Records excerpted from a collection
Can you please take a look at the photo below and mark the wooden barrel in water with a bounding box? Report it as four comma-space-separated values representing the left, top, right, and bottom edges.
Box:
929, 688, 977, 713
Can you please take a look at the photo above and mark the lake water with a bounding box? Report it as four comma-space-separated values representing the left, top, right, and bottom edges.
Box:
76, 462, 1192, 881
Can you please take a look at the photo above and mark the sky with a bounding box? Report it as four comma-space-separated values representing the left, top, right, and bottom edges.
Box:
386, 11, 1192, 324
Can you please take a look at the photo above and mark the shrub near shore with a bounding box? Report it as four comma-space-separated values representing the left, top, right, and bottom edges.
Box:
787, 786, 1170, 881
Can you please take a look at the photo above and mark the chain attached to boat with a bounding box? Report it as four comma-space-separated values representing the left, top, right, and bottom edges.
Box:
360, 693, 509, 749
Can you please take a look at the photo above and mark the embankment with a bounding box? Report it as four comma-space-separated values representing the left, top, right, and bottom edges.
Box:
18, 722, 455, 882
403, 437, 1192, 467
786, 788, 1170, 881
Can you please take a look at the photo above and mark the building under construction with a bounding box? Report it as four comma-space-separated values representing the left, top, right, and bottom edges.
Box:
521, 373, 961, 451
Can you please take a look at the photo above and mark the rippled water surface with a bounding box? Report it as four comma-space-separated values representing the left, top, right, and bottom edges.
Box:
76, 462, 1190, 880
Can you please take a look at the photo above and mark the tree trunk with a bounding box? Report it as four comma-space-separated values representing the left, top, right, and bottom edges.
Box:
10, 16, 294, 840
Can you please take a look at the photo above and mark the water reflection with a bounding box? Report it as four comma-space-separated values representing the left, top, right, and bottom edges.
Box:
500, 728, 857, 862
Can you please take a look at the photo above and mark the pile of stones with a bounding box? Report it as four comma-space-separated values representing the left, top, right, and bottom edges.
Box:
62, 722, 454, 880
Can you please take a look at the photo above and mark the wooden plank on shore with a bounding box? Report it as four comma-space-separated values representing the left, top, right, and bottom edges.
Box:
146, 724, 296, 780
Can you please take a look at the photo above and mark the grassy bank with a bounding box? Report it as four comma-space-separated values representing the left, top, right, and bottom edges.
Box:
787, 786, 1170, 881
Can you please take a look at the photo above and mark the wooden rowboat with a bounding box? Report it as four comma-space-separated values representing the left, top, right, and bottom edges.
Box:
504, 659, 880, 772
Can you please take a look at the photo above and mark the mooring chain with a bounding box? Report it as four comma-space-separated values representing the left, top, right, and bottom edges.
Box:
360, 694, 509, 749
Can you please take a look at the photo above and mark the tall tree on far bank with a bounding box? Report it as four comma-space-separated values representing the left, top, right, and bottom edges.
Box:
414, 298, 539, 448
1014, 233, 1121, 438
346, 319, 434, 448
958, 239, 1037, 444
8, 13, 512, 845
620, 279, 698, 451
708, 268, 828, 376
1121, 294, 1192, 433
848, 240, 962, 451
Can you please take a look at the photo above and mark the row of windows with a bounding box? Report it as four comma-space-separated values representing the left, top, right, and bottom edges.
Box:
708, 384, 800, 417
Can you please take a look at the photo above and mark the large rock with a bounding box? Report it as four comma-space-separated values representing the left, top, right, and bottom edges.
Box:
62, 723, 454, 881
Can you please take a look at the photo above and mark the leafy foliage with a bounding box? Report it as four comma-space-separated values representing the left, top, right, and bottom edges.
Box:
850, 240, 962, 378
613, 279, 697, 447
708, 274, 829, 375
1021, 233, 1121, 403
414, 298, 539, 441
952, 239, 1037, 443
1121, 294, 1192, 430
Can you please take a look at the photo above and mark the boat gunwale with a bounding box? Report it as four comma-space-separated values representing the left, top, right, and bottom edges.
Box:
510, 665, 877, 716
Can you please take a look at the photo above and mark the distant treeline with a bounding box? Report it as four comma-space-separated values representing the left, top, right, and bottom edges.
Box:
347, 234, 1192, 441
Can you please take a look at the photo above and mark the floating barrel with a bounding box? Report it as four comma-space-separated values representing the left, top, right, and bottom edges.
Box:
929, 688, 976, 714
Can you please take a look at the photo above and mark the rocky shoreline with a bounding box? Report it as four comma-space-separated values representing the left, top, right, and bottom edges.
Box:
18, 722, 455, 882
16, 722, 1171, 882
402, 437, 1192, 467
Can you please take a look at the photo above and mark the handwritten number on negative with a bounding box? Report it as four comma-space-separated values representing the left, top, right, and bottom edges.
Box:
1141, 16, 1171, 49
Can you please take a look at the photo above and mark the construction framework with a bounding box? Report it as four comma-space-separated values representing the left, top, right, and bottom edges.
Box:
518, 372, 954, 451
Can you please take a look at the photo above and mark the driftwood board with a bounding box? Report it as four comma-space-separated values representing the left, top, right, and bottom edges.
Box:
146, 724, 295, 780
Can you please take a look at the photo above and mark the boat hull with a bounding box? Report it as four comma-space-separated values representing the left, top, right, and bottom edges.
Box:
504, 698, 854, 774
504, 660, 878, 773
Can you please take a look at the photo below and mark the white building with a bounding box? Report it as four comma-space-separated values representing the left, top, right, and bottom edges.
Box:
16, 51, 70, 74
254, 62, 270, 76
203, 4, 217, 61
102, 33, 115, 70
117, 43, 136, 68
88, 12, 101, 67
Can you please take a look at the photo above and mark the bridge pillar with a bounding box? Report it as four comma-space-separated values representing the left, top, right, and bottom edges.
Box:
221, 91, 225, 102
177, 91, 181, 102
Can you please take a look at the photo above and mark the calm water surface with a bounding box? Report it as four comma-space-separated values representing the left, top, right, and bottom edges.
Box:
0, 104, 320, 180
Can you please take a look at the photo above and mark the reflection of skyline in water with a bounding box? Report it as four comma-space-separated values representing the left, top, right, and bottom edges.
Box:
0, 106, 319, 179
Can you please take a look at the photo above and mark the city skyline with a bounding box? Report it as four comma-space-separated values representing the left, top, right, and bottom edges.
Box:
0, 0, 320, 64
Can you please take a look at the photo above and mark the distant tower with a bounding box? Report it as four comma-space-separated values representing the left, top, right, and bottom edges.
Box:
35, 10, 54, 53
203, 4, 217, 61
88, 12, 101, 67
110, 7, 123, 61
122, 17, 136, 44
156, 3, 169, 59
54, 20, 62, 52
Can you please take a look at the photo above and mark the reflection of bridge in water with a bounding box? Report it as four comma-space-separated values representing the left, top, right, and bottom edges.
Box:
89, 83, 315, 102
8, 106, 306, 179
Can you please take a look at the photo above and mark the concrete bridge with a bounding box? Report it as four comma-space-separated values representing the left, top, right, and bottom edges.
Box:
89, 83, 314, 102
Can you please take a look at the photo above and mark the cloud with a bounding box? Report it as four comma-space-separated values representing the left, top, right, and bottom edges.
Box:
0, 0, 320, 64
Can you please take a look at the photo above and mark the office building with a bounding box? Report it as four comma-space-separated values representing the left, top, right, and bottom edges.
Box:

- Goal -
Please retype the lines of the data above, starting at the line that contains "the boat gunwale" and ending at the line that contains "146, 724, 295, 780", with both of those lines included.

- Solution to the problem -
Can you please take a look at the photo above and mark the boat gunwale with a bounding box? Report it as four comma-space-separated values representing the left, top, right, and bottom edges.
Box:
510, 665, 877, 716
Can you please take a look at the photo above and mark the distant treeline with a bounding box? Report it as four comma-space-separated values representing the left, top, right, and bottom edges.
Box:
347, 234, 1192, 441
Can you please take a look at the photo above and mark the floating barrel with a bounding box? Report it as four comma-space-separated values representing the left, top, right, and bottom edges.
Box:
929, 688, 976, 714
Can you please take a look at the photo above and mark the rocky shoreline with a bounding box? Report it as four comma-space-separated values representing the left, top, right, and bottom edges.
Box:
18, 722, 455, 882
16, 722, 1171, 882
402, 437, 1192, 467
Can you please take a look at the photo above and mark the handwritten number on negative with a bounding box? Report it as four comma-space-separated values representing the left, top, right, and bottom edges.
Box:
1141, 16, 1171, 49
Can you please take a look at the photo above and mark the construction framework with a bounding box? Report it as four comma-space-separated values representing the left, top, right, and bottom edges.
Box:
518, 372, 954, 451
Can you please take a look at the photo above and mark the driftwood board with a bounding box? Report it as four comma-space-separated values representing the left, top, right, and bottom edges.
Box:
146, 724, 295, 780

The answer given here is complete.